**PROBLEM DESCRIPTION:**
Copy all entries exactly, and wherever an entry holds a picture, leave that picture out.

*** Opening of DATA FOR THIS TASK ***

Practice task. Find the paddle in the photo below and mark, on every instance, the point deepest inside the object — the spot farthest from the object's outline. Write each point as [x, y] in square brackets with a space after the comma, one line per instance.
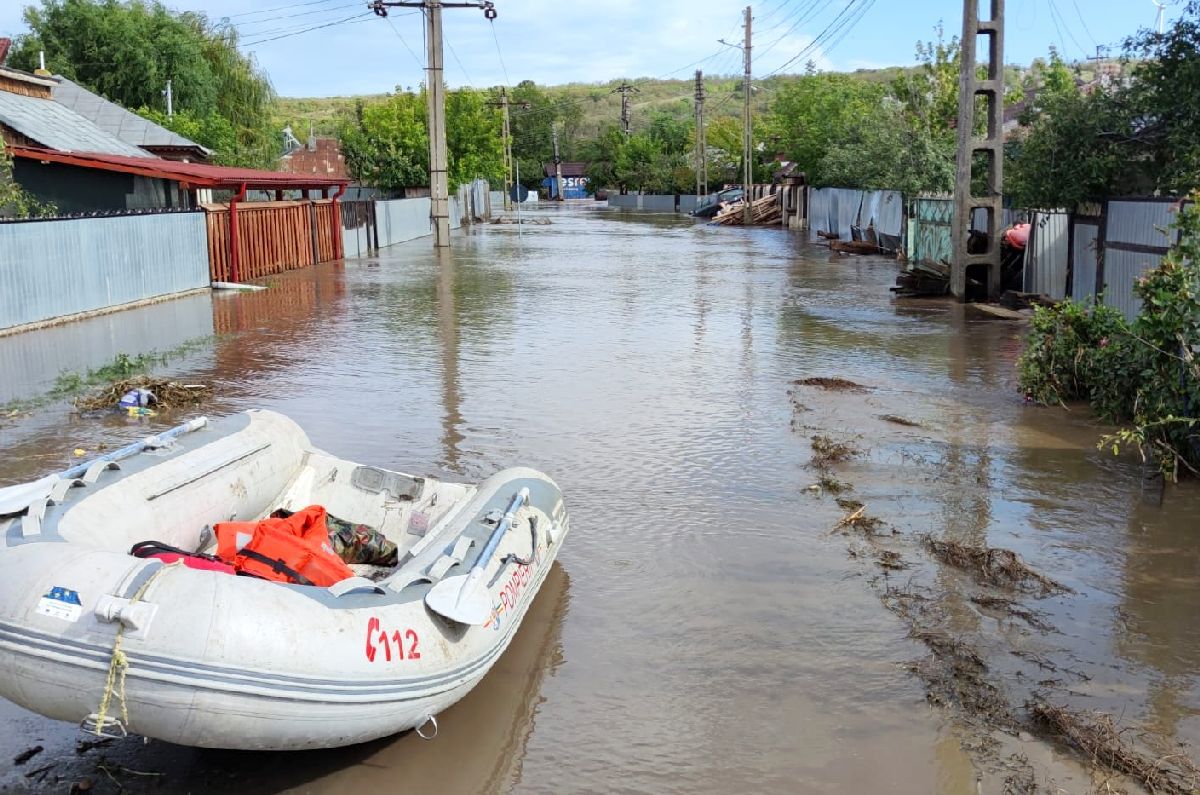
[18, 497]
[465, 598]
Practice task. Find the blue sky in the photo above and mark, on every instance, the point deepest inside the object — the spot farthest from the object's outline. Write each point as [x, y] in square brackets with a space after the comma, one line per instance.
[558, 41]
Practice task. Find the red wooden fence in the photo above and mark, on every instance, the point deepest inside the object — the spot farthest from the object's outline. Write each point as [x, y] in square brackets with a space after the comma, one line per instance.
[273, 237]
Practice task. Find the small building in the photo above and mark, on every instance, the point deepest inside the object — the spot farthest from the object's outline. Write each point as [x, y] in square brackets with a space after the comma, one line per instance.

*** Close of DATA FOR THIS TASK ***

**RESPONSE TO THIS TASK:**
Practice task. Find the paddle in the photo below and mark, on every instance, the point deepest inside the object — the spot farthest from the object's outline. Write each point as [x, y] in square brackets with a space after the comma, one line per instance.
[18, 497]
[465, 598]
Practice task. Find the blue sky in the photo above and mark, on every instance, the point deepest inside the object — the spot farthest from the object's outline. Write each point as [x, y] in square brackets with a space after the comma, one line per instance.
[558, 41]
Practice task. Find the red wooden fence in the photo above and mark, on every instance, the point deepest inside the object — the spot farthest from the object's outline. Write each point as [x, y] in square brackets with a space after the comma, one line per instance.
[273, 237]
Practice task. Find the small building in the photo above and mark, on every instance, the point deepest inside the object — the spot farthest from the object's outline. Write each point as [x, y] in square brackets with a space after the comma, one line per instance.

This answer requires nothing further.